- [YOUR TASK]:
Render the lines of the records from the line with "the dark caramelized" to the line with "[27,202,896,1153]", both included, as a JSON list of strings with one string per line and blank lines left out.

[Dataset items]
--- Begin ---

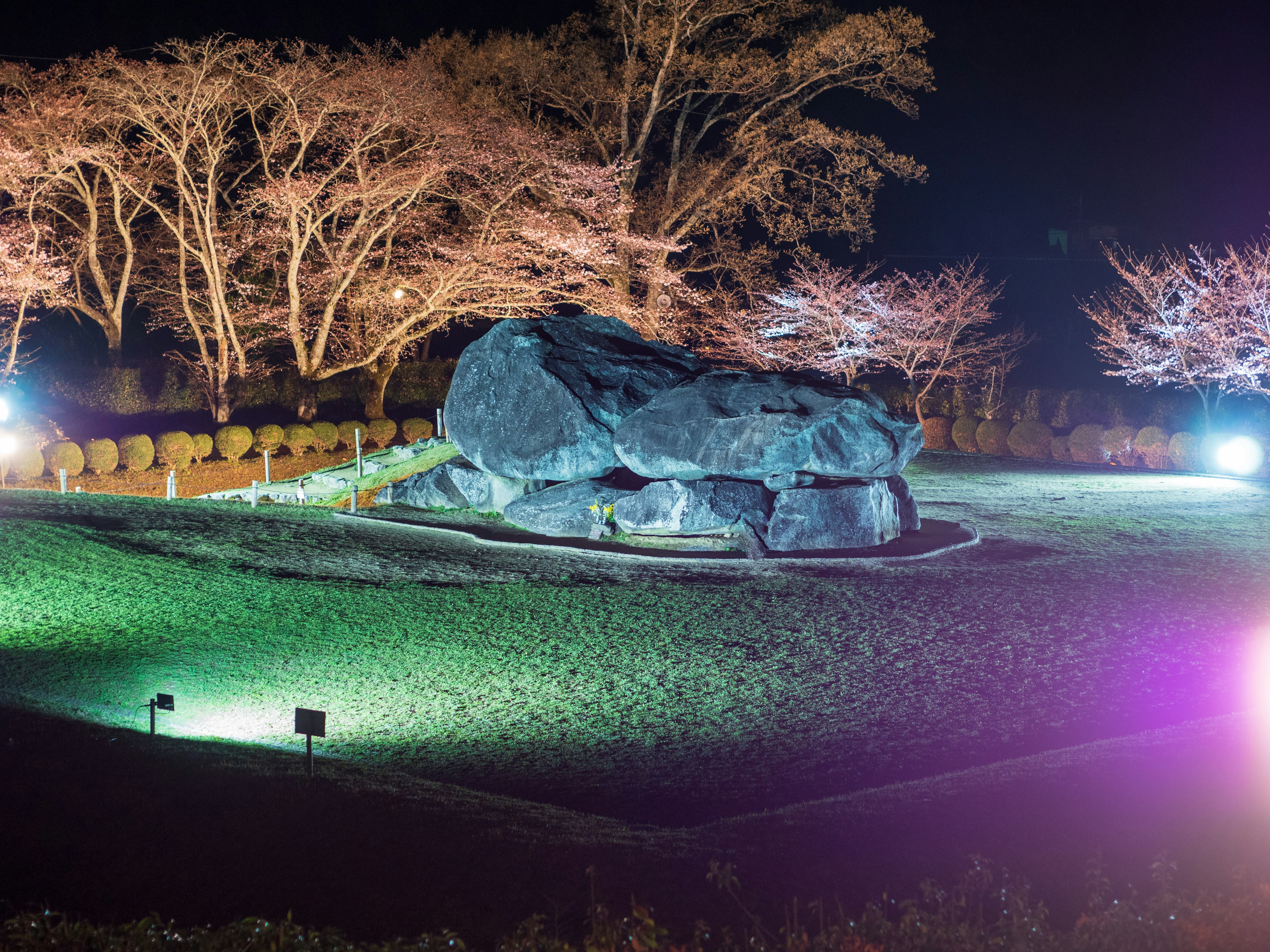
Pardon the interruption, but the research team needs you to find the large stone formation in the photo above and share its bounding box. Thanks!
[614,371,922,489]
[421,315,922,555]
[446,315,705,480]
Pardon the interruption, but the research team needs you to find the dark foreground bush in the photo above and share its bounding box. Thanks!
[974,420,1012,456]
[1168,430,1200,472]
[44,439,84,476]
[282,423,314,456]
[1067,423,1107,463]
[339,420,366,449]
[1102,426,1137,466]
[155,430,194,470]
[366,420,396,447]
[189,433,213,462]
[952,416,979,453]
[401,416,432,443]
[0,858,1270,952]
[1133,426,1168,470]
[309,420,339,453]
[119,433,155,472]
[251,423,282,453]
[1006,420,1054,459]
[84,439,119,476]
[924,416,956,449]
[212,426,254,461]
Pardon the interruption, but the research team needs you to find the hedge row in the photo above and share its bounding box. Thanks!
[32,359,456,416]
[922,416,1270,475]
[9,416,432,480]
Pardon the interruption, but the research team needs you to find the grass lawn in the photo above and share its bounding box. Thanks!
[0,453,1270,939]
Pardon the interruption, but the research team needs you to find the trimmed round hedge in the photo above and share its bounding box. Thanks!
[44,439,84,476]
[1006,420,1054,459]
[924,416,956,449]
[1168,430,1200,472]
[1133,426,1168,470]
[309,420,339,453]
[401,416,434,446]
[119,433,155,472]
[5,443,44,480]
[339,420,368,449]
[155,430,194,470]
[282,423,314,456]
[1067,423,1107,463]
[952,416,979,453]
[212,426,255,462]
[366,420,396,447]
[1102,425,1137,466]
[84,439,119,476]
[251,423,282,453]
[189,433,215,462]
[974,420,1012,456]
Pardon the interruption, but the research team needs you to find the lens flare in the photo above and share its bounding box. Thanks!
[1217,437,1261,476]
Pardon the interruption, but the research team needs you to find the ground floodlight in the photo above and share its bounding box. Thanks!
[296,707,326,777]
[1217,437,1262,476]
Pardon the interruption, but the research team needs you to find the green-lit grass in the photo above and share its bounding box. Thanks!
[0,457,1270,821]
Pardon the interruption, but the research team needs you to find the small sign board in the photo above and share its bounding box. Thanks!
[296,707,326,737]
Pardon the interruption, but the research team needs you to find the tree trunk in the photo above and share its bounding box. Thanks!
[296,377,318,423]
[366,348,401,420]
[908,377,926,424]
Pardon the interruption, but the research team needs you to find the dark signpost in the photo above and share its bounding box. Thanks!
[147,694,177,735]
[296,707,326,777]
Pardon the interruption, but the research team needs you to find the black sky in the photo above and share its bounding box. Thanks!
[0,0,1270,383]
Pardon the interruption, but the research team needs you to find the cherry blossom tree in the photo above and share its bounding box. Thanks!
[1082,249,1255,429]
[0,62,148,366]
[0,219,70,386]
[431,0,932,340]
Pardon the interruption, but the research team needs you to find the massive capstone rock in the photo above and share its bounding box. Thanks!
[376,456,542,513]
[762,480,899,552]
[503,480,635,538]
[614,371,922,480]
[446,315,705,480]
[614,480,775,536]
[886,476,922,532]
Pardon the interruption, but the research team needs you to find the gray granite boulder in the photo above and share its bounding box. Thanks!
[503,480,635,538]
[446,315,705,480]
[614,480,775,536]
[886,476,922,532]
[614,371,922,486]
[762,480,899,552]
[375,456,542,513]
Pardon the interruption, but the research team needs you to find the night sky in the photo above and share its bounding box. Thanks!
[0,0,1270,386]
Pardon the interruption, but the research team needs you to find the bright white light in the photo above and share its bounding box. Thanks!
[1217,437,1261,476]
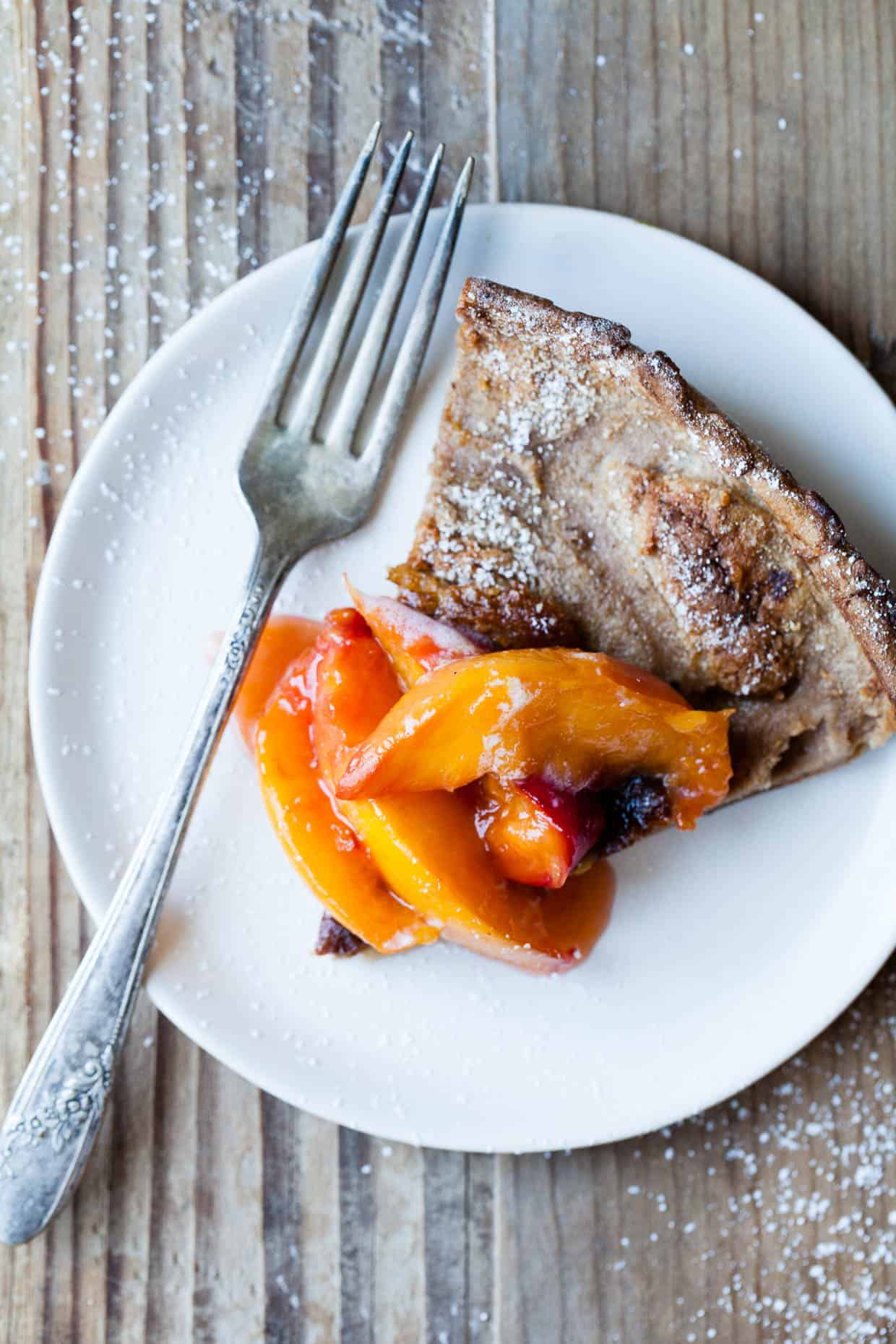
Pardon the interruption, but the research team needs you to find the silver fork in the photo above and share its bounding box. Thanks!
[0,122,473,1244]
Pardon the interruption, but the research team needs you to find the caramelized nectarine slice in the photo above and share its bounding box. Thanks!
[233,616,324,750]
[347,591,602,887]
[337,649,731,828]
[255,649,438,953]
[470,774,603,887]
[313,613,613,973]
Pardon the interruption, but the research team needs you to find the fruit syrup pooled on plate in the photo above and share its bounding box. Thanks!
[228,586,731,973]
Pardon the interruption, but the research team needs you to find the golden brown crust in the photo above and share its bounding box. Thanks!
[457,277,896,700]
[392,280,896,796]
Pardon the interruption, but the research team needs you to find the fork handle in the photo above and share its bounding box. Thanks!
[0,543,291,1246]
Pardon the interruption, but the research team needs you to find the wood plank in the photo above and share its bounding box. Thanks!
[299,1114,341,1344]
[0,5,48,1344]
[0,0,896,1344]
[494,0,893,1344]
[372,1142,427,1344]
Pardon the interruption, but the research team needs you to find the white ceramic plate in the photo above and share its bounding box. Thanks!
[31,206,896,1150]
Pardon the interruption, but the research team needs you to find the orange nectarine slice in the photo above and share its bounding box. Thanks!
[336,649,731,828]
[313,613,613,973]
[255,649,438,953]
[233,616,324,750]
[345,580,603,888]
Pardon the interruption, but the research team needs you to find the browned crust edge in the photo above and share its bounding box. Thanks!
[457,277,896,710]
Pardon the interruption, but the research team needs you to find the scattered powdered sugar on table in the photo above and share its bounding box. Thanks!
[0,0,896,1344]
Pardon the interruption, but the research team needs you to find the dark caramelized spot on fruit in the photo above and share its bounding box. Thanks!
[594,774,672,858]
[314,916,367,957]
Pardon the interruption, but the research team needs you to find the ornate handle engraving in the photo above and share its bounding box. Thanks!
[0,550,286,1244]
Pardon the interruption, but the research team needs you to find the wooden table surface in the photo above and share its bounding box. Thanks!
[0,0,896,1344]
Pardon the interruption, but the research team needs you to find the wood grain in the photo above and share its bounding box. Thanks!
[0,0,896,1344]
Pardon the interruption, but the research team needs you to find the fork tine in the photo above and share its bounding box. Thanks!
[257,121,382,425]
[328,145,444,449]
[361,158,475,477]
[289,130,414,434]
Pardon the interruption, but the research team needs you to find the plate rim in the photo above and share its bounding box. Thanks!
[27,202,896,1153]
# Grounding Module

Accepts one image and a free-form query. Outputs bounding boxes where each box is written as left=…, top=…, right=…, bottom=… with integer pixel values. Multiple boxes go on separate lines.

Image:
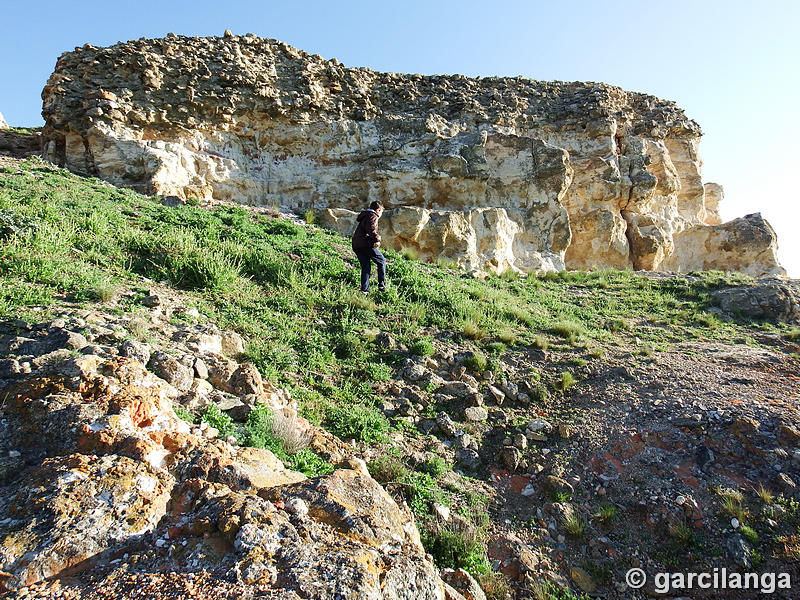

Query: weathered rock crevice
left=42, top=35, right=783, bottom=275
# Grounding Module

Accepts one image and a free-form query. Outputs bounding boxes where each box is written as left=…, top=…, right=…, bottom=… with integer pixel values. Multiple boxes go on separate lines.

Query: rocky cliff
left=42, top=32, right=783, bottom=275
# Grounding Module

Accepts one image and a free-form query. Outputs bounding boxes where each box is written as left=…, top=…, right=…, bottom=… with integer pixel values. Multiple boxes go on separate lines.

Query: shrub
left=172, top=404, right=195, bottom=423
left=756, top=483, right=775, bottom=504
left=717, top=488, right=749, bottom=523
left=419, top=454, right=450, bottom=479
left=461, top=319, right=483, bottom=340
left=367, top=454, right=408, bottom=483
left=364, top=362, right=392, bottom=381
left=739, top=525, right=758, bottom=546
left=603, top=319, right=630, bottom=333
left=533, top=335, right=550, bottom=350
left=200, top=404, right=236, bottom=438
left=667, top=521, right=694, bottom=544
left=409, top=338, right=434, bottom=356
left=597, top=504, right=617, bottom=523
left=420, top=522, right=490, bottom=576
left=497, top=327, right=519, bottom=346
left=550, top=321, right=587, bottom=341
left=333, top=331, right=364, bottom=359
left=478, top=573, right=511, bottom=600
left=486, top=342, right=507, bottom=355
left=327, top=404, right=389, bottom=442
left=400, top=246, right=419, bottom=260
left=561, top=508, right=586, bottom=539
left=243, top=405, right=333, bottom=477
left=464, top=352, right=489, bottom=373
left=128, top=317, right=150, bottom=340
left=288, top=448, right=334, bottom=477
left=531, top=383, right=550, bottom=404
left=245, top=340, right=299, bottom=382
left=84, top=280, right=117, bottom=302
left=556, top=371, right=577, bottom=392
left=783, top=327, right=800, bottom=342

--- End ---

- [WRITTEN ANSWER]:
[
  "Pardon the interruption, but the research team needs you to find the dark caramelized spot on fruit in the photo above and share its bounding box. Thanks!",
  "[594,774,672,858]",
  "[314,916,367,957]",
  "Pardon the interruption, but the research team needs you to find the ornate handle engraving in the photo above and share its bounding box. Thanks!",
  "[0,550,286,1244]",
  "Pardon the interruption, but the research team needs you to find the wooden table surface in the photo above and share its bounding box. Thanks!",
  "[0,0,896,1344]",
  "Pardon the interruption, but the research team needs you to find the wood grain in the photo above and share its bounding box. Thanks!",
  "[0,0,896,1344]",
  "Pardon the interruption, but the research team needs you to find the fork tine in the photo above and share its bounding box. Thanks!",
  "[257,121,382,425]",
  "[328,145,444,449]",
  "[361,158,475,477]",
  "[289,130,414,434]",
  "Pardon the interruption, but the research team needs you to find the plate rim in the photo above and share its bounding box. Thanks!",
  "[27,202,896,1153]"
]